### Stated exercise
Update the records below, starting at the line that contains "Put a single dot on each instance of the tree in" and ending at the end of the records, by replacing "attached outbuilding" with "storage shed" and leaving everything else unchanged.
[start of Recorded data]
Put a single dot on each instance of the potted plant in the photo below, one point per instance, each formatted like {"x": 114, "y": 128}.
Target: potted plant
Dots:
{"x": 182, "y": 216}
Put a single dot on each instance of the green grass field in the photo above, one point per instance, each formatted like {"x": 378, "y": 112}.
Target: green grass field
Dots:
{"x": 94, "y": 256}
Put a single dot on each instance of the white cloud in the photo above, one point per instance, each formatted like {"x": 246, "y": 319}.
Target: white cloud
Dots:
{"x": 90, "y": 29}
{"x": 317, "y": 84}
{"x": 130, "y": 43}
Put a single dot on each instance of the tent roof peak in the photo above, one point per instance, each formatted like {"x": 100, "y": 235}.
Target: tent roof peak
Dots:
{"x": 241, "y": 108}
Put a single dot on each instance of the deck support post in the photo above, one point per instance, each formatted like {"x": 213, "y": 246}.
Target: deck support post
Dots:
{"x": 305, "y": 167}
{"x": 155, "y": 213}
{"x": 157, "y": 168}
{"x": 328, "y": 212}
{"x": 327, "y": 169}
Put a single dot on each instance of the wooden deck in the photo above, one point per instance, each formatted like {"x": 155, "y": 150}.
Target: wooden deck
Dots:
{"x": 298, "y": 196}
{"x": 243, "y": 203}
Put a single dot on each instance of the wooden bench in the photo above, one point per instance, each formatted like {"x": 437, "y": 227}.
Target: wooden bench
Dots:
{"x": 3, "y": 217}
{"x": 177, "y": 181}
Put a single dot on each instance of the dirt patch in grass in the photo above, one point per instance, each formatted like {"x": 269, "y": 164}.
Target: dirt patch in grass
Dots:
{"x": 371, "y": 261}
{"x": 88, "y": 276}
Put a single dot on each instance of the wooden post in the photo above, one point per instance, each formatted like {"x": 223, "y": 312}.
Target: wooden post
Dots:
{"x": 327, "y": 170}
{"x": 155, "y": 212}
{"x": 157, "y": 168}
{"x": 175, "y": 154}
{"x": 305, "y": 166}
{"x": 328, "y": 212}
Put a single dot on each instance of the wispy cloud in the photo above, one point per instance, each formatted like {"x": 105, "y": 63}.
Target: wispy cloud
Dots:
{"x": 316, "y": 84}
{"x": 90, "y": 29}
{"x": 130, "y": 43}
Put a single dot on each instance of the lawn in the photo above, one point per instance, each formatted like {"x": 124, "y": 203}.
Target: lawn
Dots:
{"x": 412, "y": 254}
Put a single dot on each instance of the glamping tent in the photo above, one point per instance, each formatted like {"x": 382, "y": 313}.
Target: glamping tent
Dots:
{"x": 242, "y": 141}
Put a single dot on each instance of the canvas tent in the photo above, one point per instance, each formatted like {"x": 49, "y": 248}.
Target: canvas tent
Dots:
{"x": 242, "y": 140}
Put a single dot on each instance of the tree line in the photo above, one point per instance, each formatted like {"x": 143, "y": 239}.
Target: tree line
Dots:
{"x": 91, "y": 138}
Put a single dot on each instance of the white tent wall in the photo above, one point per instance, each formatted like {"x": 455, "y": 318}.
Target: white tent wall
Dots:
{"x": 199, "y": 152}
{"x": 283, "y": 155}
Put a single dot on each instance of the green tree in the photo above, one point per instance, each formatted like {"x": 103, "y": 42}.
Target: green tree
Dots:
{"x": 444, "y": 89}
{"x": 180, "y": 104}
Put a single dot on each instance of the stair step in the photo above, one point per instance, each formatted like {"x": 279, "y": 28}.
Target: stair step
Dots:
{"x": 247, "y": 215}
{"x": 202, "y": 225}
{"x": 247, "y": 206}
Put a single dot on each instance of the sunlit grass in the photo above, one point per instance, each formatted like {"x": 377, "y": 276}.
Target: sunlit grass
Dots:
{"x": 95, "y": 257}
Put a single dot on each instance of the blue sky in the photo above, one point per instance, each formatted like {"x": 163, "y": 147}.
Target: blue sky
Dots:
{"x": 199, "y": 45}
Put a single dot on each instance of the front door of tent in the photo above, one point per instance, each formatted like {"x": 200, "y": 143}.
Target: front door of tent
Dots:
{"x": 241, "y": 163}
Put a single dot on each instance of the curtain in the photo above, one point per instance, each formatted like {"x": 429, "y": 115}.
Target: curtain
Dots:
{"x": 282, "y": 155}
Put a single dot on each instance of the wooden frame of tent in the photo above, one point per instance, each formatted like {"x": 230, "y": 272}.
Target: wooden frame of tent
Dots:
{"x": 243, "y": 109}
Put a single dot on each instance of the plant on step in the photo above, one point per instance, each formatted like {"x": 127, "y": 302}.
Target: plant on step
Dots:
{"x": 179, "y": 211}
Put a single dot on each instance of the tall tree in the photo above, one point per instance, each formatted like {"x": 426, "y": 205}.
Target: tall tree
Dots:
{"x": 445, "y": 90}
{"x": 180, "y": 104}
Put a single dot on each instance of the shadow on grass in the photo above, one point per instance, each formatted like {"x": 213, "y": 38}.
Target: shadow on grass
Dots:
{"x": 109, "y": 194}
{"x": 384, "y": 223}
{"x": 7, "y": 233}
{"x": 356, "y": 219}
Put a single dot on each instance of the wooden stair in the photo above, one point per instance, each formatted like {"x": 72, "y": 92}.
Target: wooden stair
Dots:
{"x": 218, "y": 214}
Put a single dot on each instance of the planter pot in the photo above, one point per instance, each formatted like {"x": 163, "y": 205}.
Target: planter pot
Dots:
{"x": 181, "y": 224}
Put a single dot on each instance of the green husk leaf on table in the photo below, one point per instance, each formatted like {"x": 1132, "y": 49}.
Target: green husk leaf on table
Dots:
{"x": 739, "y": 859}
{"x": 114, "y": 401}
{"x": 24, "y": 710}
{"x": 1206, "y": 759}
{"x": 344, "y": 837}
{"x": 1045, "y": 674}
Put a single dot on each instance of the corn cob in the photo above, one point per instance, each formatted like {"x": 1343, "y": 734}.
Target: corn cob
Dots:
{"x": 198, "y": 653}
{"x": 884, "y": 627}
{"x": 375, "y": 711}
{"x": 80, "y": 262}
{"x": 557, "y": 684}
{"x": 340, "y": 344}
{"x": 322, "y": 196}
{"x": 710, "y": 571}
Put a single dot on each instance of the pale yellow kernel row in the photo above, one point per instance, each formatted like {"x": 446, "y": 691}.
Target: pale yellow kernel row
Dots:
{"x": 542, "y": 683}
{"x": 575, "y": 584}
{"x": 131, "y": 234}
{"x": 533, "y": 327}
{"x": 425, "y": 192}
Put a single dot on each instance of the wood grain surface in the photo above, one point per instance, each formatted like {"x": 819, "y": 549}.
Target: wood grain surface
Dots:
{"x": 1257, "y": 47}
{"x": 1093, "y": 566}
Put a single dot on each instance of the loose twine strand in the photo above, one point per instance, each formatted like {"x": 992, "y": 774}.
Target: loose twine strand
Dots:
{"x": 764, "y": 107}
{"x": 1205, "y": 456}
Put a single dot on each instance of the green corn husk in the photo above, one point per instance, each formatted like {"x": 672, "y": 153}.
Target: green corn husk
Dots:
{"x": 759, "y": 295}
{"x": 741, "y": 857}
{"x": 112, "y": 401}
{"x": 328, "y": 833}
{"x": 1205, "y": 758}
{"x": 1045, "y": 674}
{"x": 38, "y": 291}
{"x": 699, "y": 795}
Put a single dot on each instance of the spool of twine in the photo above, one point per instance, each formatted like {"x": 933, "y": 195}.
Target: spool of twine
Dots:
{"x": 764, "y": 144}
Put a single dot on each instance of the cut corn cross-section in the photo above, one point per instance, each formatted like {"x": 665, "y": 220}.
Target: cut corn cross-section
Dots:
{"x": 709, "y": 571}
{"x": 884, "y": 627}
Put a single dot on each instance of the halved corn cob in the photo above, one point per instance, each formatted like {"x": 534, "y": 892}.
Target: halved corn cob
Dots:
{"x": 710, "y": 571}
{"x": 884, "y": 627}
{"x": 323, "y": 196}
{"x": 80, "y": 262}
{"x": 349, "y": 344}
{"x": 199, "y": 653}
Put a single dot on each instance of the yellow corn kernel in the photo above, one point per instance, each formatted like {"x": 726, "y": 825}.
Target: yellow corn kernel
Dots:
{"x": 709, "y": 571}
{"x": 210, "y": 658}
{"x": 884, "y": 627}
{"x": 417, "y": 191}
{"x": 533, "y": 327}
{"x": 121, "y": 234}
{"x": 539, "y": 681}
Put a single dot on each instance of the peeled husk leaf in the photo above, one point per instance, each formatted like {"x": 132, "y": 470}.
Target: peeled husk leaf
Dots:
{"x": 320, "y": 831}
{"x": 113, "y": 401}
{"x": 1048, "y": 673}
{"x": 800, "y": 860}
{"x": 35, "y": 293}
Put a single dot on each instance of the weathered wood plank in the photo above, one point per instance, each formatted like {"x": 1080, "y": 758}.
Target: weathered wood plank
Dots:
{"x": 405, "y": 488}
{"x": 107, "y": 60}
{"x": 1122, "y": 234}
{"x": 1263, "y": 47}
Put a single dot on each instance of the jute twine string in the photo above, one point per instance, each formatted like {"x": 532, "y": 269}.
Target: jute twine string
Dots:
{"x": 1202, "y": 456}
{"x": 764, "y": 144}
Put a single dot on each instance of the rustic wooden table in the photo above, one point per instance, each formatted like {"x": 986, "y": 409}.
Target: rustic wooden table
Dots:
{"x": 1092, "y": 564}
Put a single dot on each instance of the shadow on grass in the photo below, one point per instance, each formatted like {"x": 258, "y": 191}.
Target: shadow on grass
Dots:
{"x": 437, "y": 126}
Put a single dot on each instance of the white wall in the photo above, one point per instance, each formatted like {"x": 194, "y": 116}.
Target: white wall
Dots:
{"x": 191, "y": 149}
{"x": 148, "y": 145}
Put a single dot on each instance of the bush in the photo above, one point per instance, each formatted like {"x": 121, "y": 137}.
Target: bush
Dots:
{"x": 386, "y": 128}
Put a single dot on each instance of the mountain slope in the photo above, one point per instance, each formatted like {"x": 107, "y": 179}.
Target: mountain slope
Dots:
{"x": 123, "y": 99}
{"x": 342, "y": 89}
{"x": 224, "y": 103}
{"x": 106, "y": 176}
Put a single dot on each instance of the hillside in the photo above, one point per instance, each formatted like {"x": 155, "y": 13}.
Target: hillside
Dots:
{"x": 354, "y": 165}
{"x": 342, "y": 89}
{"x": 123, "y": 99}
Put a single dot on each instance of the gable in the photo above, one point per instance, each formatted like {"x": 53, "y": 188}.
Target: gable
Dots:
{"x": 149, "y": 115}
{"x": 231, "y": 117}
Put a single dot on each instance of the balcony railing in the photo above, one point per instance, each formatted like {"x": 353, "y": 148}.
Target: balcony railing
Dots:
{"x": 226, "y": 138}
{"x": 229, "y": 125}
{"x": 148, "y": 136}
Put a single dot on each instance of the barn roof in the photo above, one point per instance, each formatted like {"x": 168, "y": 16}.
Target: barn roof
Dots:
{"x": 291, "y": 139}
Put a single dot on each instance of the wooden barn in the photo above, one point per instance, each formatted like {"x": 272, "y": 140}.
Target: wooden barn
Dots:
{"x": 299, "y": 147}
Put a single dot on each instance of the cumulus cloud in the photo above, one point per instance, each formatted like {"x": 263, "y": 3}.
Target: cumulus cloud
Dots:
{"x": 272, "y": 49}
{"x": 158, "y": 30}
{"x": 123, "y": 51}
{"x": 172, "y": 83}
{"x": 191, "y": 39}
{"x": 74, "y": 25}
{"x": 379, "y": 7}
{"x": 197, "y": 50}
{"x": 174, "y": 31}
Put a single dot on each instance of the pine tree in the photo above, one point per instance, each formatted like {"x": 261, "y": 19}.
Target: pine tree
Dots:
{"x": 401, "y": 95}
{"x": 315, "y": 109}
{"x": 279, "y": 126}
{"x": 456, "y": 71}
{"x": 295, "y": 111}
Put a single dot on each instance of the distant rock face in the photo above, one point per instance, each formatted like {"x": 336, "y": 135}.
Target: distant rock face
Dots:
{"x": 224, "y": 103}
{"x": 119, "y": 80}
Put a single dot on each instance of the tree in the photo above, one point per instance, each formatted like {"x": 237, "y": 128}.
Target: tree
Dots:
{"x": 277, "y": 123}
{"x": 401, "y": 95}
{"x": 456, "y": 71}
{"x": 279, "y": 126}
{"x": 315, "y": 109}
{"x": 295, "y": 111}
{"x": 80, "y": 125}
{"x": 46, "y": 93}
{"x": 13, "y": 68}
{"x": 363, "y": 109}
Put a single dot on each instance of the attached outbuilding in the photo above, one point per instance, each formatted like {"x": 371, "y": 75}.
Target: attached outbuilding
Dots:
[end of Recorded data]
### Answer to this exercise
Put a single dot on each instance of the tree in the photo above, one point per instance, each formatted like {"x": 237, "y": 128}.
Target: tree
Dots:
{"x": 277, "y": 123}
{"x": 401, "y": 95}
{"x": 456, "y": 71}
{"x": 279, "y": 126}
{"x": 315, "y": 109}
{"x": 295, "y": 111}
{"x": 80, "y": 125}
{"x": 46, "y": 93}
{"x": 13, "y": 68}
{"x": 363, "y": 109}
Put a single dot on each instance of the storage shed in the photo above, one point per instance, each formatted like {"x": 371, "y": 75}.
Target: storage shed
Dots:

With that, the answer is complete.